Collection entries
____________

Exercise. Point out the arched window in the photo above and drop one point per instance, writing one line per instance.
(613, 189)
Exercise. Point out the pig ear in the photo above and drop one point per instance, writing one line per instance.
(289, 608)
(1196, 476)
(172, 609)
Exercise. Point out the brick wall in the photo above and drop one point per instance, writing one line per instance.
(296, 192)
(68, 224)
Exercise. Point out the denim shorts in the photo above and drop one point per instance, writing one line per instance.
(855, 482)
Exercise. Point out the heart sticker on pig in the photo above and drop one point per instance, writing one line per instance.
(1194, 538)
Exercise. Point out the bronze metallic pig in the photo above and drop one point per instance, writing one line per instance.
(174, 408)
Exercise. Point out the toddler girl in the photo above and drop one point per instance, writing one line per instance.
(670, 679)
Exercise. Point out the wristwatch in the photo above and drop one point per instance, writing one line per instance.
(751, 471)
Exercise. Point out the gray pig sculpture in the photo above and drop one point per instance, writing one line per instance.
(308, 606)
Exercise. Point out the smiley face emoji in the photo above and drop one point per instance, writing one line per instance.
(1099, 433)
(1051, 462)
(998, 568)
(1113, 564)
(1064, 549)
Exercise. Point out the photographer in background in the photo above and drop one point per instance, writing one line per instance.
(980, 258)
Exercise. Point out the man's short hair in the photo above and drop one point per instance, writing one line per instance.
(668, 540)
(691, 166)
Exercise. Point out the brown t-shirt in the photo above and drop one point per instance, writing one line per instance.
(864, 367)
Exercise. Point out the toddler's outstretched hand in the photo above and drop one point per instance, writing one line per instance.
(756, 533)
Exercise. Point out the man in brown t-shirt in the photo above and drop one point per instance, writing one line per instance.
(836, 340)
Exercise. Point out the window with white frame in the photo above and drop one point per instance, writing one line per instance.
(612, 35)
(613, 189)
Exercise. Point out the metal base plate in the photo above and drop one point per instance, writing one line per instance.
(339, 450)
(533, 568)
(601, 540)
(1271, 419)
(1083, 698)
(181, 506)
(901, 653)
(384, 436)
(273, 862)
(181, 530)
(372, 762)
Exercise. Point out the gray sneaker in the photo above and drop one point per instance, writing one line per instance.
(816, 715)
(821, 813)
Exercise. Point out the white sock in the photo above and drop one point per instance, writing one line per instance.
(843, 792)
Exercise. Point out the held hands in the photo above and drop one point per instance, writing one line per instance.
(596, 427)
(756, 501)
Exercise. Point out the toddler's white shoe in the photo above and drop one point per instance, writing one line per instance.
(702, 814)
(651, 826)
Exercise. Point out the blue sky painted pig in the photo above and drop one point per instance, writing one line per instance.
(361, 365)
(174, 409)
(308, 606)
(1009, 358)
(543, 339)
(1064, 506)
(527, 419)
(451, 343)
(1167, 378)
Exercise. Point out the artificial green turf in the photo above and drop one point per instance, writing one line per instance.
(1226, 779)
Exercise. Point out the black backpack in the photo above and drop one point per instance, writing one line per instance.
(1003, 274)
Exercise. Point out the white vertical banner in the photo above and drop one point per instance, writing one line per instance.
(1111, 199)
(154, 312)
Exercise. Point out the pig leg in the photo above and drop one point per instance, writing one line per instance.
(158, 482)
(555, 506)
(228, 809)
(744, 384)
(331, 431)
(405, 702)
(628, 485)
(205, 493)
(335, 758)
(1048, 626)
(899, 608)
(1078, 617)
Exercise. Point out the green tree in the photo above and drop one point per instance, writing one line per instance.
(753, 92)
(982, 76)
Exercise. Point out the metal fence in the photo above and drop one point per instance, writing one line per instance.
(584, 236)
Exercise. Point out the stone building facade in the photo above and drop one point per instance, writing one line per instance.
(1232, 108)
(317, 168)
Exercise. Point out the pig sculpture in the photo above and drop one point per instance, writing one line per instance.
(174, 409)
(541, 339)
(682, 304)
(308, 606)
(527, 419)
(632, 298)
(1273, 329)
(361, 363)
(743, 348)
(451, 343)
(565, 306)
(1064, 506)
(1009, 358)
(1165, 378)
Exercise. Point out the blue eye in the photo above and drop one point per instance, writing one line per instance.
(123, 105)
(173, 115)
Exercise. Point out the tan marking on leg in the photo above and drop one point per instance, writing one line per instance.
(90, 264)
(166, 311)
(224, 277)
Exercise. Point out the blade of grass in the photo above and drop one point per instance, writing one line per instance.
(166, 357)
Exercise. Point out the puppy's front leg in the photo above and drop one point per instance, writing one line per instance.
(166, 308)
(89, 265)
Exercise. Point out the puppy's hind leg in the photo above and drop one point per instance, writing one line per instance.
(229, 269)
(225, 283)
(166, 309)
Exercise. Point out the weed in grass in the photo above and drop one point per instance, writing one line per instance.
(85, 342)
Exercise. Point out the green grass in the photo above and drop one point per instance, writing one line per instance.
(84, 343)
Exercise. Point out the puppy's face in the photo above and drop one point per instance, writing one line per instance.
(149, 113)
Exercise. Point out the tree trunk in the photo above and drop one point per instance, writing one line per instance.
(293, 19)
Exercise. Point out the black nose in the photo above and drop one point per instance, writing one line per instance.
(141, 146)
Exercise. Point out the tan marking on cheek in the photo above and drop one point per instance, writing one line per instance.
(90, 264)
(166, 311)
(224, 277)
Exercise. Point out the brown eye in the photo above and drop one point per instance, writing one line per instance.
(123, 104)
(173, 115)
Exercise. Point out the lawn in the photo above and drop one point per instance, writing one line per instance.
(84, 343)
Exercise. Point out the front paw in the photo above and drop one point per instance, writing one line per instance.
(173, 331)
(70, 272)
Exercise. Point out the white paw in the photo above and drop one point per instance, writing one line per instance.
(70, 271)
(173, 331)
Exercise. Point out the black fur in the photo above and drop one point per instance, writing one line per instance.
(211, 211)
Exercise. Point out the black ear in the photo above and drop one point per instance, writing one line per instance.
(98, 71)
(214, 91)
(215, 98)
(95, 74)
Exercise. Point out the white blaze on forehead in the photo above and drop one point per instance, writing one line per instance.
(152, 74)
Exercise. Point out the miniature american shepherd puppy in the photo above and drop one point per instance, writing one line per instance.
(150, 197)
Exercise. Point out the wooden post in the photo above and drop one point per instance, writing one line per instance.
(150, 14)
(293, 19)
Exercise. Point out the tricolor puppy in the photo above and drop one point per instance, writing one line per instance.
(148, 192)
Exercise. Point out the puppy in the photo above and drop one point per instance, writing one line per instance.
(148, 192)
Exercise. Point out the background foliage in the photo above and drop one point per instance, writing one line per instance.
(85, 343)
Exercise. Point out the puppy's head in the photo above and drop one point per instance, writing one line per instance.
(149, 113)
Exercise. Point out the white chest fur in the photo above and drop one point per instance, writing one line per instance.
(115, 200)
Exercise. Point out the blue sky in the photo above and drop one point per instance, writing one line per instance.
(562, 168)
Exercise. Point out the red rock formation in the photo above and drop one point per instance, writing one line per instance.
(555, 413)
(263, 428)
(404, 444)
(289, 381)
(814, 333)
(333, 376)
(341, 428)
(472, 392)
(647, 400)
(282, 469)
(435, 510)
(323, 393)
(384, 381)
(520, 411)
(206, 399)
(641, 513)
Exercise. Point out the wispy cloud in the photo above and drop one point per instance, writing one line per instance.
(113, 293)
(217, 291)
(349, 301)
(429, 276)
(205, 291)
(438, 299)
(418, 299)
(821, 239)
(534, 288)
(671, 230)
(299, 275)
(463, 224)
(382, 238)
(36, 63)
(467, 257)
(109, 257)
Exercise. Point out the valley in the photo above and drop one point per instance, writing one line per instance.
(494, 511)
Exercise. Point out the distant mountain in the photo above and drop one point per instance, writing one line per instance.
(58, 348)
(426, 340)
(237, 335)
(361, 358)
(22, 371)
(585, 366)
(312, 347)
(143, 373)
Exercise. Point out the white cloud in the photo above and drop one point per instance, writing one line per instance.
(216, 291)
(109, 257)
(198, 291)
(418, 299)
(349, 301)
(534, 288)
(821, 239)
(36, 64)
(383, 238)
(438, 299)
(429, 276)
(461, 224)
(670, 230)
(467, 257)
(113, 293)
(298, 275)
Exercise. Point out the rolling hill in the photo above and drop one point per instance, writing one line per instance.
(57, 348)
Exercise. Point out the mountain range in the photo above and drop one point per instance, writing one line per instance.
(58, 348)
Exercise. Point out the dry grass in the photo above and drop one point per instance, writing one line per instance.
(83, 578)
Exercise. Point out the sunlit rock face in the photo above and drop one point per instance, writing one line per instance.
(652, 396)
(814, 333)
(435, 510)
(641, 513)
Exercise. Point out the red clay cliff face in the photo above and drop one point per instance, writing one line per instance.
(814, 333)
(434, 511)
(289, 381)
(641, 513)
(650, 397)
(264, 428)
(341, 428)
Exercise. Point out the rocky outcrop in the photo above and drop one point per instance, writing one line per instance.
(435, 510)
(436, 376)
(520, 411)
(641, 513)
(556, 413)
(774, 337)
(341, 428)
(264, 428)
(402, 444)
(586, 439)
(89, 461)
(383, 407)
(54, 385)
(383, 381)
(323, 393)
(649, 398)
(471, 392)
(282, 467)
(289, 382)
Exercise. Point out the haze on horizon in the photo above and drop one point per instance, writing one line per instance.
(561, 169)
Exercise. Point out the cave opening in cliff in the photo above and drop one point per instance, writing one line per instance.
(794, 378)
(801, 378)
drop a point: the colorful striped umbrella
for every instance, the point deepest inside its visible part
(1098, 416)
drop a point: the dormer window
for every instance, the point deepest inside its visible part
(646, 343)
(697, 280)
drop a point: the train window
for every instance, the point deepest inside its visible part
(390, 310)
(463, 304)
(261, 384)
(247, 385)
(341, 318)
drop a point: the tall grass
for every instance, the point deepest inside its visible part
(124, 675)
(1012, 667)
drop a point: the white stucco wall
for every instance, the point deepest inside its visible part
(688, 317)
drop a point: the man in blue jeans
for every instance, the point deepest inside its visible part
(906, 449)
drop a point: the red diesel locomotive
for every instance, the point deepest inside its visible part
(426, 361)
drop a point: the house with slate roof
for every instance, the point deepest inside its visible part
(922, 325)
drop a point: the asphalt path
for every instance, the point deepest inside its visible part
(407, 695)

____________

__Instructions for the task__. Copy the rows above without alteration, everything from the line containing "Exercise. Point out the gray sneaker" down to the line containing "(1003, 274)", including both of those lines.

__The answer__.
Exercise. Point out the gray sneaker in the photo above and drop one point per instance, writing one line per instance.
(816, 715)
(821, 813)
Exercise. Point out the white sock in the photo above and drop one point per instance, writing one line per instance.
(843, 792)
Exercise. Point out the held hands in the photo above and drop one point per instance, writing one line per instance.
(596, 427)
(756, 501)
Exercise. Point out the toddler's white shoe in the photo above and drop one point per instance, writing one line per instance.
(702, 814)
(651, 826)
Exercise. Point out the blue sky painted pig in the photo above and drop one point per instance, writing one line per instance.
(361, 365)
(174, 409)
(308, 606)
(1009, 358)
(543, 339)
(1064, 506)
(527, 419)
(451, 343)
(1167, 378)
Exercise. Point out the artificial green turf in the photo above and drop one point per instance, writing one line per instance.
(1226, 779)
Exercise. Point out the black backpack in the photo above and drop one point per instance, writing one line per instance.
(1003, 274)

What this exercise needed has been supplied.